╭─ SOURCE TEXT
Perphenazine

Perphenazine is one of the first generation of antipsychotic medications. It belongs to a class of drugs known as phenothiazine derivatives. It was sold for many years under the brand name Trilafon, which is no longer being manufactured. It is still available, however, as a generic medication.

What it’s used to treat

Perphenazine is used primarily for the treatment of schizophrenia. It is also approved for the treatment of individuals experiencing extreme bouts of nausea and vomiting.

How it works

As with all antipsychotics, it is not fully understood just how perphenazine works in the brain to reduce and alleviate schizophrenic symptoms. However, it appears to work primarily on two neurotransmitters: norepinephrine and dopamine. These brain chemicals are believed to be out of balance in the brains of people who experience psychotic episodes, which is typical in schizophrenia. As with all similar medications, it only helps to control the symptoms of schizophrenia; it does not cure the disorder.

How it’s administered

Perphenazine is available in tablet form and liquid form, to be taken orally. It is also available as an injection.
╰─
PROBLEM 1
According to the perphenazine text, which two neurotransmitters does the drug appear to act on?
PROBLEM 2
Copy out the part of the perphenazine text from "What it’s used" up to and including "cure the disorder.".
╭─ GIVEN ENTRIES
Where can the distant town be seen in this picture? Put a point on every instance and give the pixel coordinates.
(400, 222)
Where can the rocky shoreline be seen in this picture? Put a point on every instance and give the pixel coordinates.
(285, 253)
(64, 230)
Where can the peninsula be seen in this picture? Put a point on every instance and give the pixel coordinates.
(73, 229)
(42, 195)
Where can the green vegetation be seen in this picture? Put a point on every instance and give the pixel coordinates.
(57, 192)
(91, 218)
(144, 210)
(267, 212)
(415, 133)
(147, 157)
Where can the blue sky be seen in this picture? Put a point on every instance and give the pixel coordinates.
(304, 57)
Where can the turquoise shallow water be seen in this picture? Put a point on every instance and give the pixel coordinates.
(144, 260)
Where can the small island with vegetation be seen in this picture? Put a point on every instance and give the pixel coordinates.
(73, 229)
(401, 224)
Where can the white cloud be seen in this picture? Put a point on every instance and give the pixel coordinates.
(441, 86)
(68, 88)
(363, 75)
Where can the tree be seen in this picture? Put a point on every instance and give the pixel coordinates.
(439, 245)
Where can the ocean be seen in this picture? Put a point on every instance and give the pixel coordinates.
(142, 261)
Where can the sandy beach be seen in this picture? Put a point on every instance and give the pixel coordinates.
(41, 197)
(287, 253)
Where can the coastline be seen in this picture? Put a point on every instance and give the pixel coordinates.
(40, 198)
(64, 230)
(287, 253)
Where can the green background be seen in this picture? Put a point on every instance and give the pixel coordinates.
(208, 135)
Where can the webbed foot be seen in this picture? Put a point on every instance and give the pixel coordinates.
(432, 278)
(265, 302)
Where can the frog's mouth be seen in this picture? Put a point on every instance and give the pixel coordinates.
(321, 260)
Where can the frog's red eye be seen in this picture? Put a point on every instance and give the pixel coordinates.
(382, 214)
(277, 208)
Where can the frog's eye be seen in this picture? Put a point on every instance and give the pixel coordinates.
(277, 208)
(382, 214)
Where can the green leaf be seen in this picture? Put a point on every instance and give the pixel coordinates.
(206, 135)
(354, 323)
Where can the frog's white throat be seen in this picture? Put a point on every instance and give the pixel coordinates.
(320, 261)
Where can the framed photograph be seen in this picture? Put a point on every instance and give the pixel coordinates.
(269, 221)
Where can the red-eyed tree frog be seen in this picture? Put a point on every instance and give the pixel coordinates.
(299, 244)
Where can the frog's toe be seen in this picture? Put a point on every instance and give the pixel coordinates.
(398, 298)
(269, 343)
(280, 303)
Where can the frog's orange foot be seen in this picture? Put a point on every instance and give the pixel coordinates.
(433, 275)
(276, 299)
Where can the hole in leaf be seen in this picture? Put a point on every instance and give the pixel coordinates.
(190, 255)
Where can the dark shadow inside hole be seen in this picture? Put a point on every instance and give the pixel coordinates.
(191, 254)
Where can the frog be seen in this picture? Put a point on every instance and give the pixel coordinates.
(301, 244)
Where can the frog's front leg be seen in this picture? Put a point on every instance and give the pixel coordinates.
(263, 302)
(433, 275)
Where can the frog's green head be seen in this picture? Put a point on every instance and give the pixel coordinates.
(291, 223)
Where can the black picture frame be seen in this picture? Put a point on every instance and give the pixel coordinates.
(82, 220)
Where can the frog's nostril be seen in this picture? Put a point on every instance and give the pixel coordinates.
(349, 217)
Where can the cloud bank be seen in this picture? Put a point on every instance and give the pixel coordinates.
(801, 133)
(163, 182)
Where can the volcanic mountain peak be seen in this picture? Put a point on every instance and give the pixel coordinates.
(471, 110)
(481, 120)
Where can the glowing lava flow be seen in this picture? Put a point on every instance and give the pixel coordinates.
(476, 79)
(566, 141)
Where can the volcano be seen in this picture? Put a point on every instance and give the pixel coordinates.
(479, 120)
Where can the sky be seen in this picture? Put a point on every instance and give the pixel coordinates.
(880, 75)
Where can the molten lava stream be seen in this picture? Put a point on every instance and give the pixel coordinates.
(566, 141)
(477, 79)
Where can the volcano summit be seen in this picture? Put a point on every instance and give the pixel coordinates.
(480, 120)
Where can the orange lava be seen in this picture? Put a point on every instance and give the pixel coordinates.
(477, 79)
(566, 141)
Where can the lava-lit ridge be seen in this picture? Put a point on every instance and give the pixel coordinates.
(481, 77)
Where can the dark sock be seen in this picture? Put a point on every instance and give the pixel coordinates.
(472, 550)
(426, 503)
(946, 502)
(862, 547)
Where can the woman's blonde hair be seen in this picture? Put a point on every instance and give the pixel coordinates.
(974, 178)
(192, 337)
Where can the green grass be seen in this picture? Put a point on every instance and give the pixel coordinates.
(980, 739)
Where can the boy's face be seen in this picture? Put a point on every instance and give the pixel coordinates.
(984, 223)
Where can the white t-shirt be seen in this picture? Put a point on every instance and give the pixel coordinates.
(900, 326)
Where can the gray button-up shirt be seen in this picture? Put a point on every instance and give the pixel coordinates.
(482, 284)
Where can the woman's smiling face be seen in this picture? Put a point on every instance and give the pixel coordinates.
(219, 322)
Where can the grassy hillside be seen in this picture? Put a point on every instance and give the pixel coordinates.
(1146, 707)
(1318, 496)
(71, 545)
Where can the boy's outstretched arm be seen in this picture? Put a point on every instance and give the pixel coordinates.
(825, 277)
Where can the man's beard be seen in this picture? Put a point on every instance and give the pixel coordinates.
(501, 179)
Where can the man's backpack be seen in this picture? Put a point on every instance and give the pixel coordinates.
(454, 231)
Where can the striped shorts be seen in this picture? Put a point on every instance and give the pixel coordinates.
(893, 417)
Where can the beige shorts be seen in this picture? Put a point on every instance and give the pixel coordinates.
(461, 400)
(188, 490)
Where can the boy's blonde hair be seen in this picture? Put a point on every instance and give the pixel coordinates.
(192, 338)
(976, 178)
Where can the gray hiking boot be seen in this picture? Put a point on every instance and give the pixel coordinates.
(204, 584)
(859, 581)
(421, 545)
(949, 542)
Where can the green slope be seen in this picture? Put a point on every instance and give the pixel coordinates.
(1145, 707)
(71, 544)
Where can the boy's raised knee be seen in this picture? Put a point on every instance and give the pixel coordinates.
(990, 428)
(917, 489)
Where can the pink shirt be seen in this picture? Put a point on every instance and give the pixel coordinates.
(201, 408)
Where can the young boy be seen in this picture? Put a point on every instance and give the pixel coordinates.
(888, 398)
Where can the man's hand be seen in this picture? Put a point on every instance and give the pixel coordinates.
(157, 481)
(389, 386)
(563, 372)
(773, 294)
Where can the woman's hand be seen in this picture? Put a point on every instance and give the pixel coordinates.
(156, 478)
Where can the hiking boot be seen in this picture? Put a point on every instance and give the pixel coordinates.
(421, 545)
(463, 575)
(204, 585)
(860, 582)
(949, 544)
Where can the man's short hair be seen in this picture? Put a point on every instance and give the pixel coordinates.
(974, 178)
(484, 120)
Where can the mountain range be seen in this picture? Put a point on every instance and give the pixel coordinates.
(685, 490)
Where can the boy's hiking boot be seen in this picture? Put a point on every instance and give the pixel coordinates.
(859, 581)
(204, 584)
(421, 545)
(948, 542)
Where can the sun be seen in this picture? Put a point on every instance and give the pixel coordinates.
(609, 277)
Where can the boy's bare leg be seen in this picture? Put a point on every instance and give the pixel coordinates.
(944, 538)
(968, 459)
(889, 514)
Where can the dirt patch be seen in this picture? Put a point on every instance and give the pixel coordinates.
╰─
WRITTEN REPLY 1
Norepinephrine and dopamine.

WRITTEN REPLY 2
What it’s used to treat

Perphenazine is used primarily for the treatment of schizophrenia. It is also approved for the treatment of individuals experiencing extreme bouts of nausea and vomiting.

How it works

As with all antipsychotics, it is not fully understood just how perphenazine works in the brain to reduce and alleviate schizophrenic symptoms. However, it appears to work primarily on two neurotransmitters: norepinephrine and dopamine. These brain chemicals are believed to be out of balance in the brains of people who experience psychotic episodes, which is typical in schizophrenia. As with all similar medications, it only helps to control the symptoms of schizophrenia; it does not cure the disorder.